Referring expression pointing data:
———

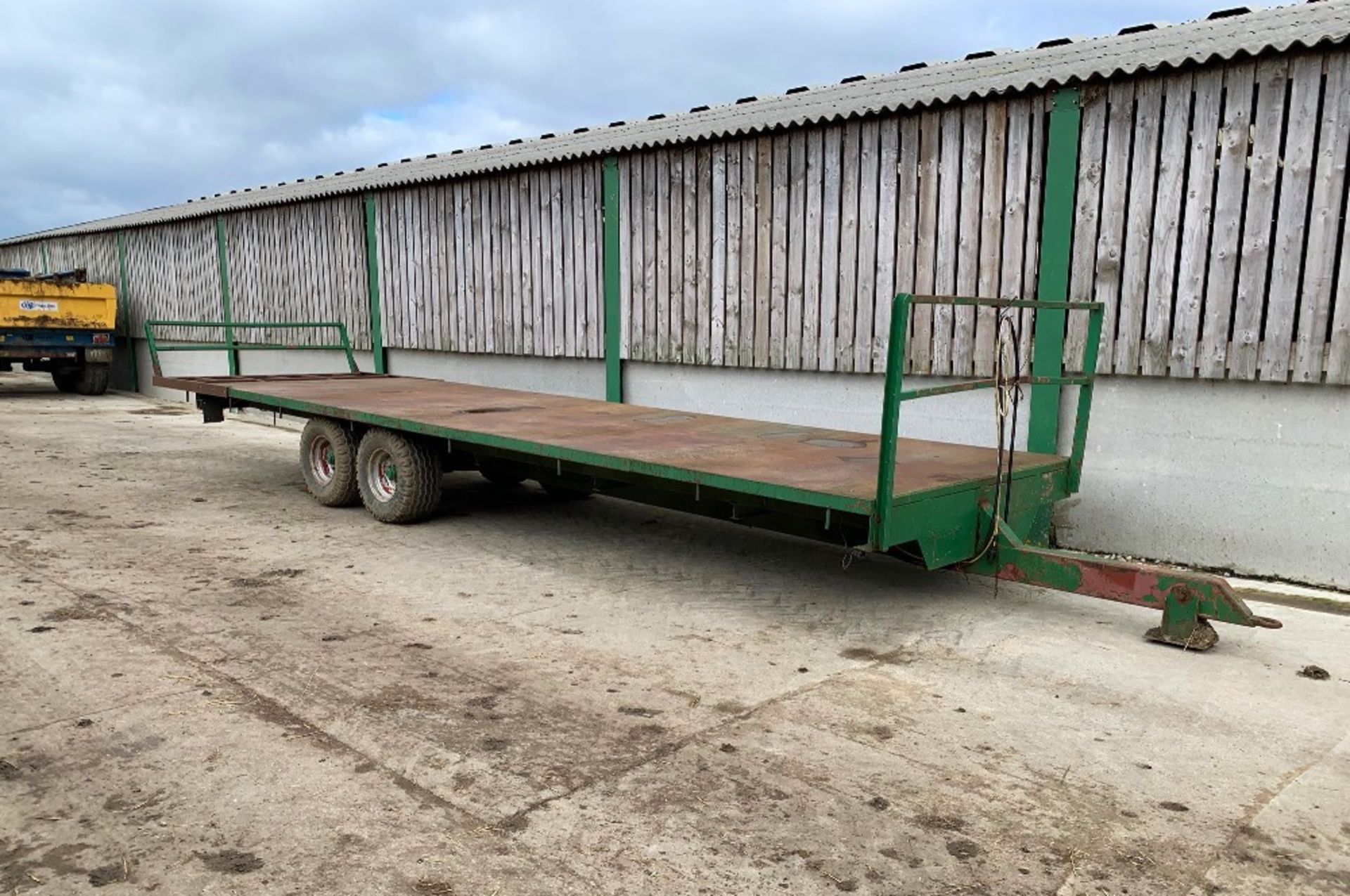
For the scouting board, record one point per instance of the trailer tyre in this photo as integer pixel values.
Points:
(328, 463)
(92, 379)
(399, 476)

———

YOUR GOAL ▸ A picture-free version of all the records, repeated exactly, is what to return.

THE ANSWER ▸
For the scouting board, record one point per instance of the trailer tyre in this photo as integer pixel values.
Points:
(328, 463)
(92, 379)
(399, 476)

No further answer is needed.